=== Dataset records ===

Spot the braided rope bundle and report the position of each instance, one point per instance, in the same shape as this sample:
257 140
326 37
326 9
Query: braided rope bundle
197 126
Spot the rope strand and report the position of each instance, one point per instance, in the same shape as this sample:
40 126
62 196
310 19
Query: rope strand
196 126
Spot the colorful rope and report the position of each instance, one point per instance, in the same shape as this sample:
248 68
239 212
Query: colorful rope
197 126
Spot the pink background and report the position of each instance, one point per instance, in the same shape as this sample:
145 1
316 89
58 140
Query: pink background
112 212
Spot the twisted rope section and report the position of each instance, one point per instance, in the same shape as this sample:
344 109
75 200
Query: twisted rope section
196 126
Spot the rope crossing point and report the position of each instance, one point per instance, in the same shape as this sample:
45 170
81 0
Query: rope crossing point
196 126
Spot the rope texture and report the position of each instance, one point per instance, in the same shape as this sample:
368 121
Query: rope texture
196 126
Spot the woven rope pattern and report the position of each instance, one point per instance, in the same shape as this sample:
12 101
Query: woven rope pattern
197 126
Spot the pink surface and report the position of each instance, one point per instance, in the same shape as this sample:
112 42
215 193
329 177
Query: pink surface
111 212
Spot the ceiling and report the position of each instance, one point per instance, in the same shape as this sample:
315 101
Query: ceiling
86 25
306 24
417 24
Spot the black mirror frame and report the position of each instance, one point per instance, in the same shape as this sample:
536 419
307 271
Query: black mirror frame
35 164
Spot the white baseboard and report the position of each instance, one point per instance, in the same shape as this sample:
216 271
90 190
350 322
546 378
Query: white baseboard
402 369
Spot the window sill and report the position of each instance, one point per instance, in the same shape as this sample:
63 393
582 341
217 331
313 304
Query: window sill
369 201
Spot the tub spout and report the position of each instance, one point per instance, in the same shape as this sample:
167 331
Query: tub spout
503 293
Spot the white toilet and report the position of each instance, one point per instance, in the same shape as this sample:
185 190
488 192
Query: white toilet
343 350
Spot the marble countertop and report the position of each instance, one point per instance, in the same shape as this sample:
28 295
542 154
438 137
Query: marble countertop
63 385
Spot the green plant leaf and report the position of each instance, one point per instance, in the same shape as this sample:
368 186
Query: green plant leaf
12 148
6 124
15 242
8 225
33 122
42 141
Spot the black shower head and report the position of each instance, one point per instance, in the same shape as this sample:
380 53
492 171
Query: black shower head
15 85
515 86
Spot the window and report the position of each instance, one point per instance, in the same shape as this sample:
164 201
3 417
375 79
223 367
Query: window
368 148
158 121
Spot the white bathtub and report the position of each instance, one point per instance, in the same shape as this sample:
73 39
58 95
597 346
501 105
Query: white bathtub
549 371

=== WORK INSTRUCTION ===
Repeat, word for word, every line above.

=== WRITTEN RESPONSE ===
Spot the braided rope bundle and report the position of each instance, one point per instance, in the same shape as this sample:
257 140
326 37
326 9
Query: braided rope bundle
197 126
Spot the rope strand and report the position of each instance, one point per instance, in the same shape as this sample:
40 126
62 196
310 19
Query: rope strand
196 126
Spot the colorful rope and report the position of each instance, one point per instance, in the same shape as this sample:
248 68
239 212
Query: colorful rope
197 126
Spot the pink background and report the position of each instance, one point per instance, in the same shape as this sample:
145 1
316 89
58 140
Query: pink background
112 212
Spot the twisted rope section and report the position of each instance, one point per instance, in the same shape as this sample:
344 109
75 200
Query: twisted rope section
196 126
Spot the rope crossing point and report the position of each instance, one point per instance, in the same shape as this sample:
45 170
81 0
Query: rope crossing point
196 126
Spot the rope texture and report the position of each instance, one point per instance, in the same shape as this sample:
368 121
Query: rope texture
196 126
Spot the woven rope pattern and report the position of each instance, one point per instance, in the same shape as this sample:
12 101
Query: woven rope pattern
197 126
Spot the pink surface and report the position of each instance, one point per instance, in the same shape as this sample:
112 42
215 193
329 177
Query: pink surface
111 212
Spot the ceiling and report the position of each instance, one point per instance, in the same shape as this sample:
315 101
Query: ceiling
86 25
306 24
417 24
Spot the black mirror frame and report the position of each instance, one point per instance, in the same shape as this sample:
536 419
307 271
Query: black mirror frame
35 164
Spot the white baseboard and report the position of each instance, one point per instance, in the same shape as this sample:
216 271
90 190
350 322
546 378
Query: white baseboard
402 369
Spot the window sill and report the position of each instance, one point per instance, in the same shape as this sample:
63 393
582 341
217 331
313 304
Query: window sill
369 201
Spot the tub spout and report the position of each instance, one point per instance, in the same shape as this sample:
167 331
Query: tub spout
503 293
Spot the white toilet and report the position of each instance, one point per instance, in the same shape as this sample:
185 190
488 192
Query: white toilet
343 350
Spot the marble countertop and report the position of each instance, one point per instance, in the same shape as this sample:
28 295
542 154
438 137
Query: marble countertop
63 385
Spot the green plant leaf and report the position of each instance, one point per instance, in the same shape as this sample:
368 186
Query: green plant leaf
12 148
6 124
15 242
8 225
33 122
42 141
Spot the black shower head and report the position of each instance, one point per instance, in the same shape as this sample:
380 53
492 171
Query: black shower head
15 85
515 86
Spot the window and report the position of each instance, one point per instance, in the same shape as this sample:
164 201
3 417
375 79
223 367
Query: window
368 148
158 121
Spot the white bathtub and report the position of each instance, one point per instance, in the same shape as this sample:
73 39
58 95
597 346
501 105
Query: white bathtub
549 371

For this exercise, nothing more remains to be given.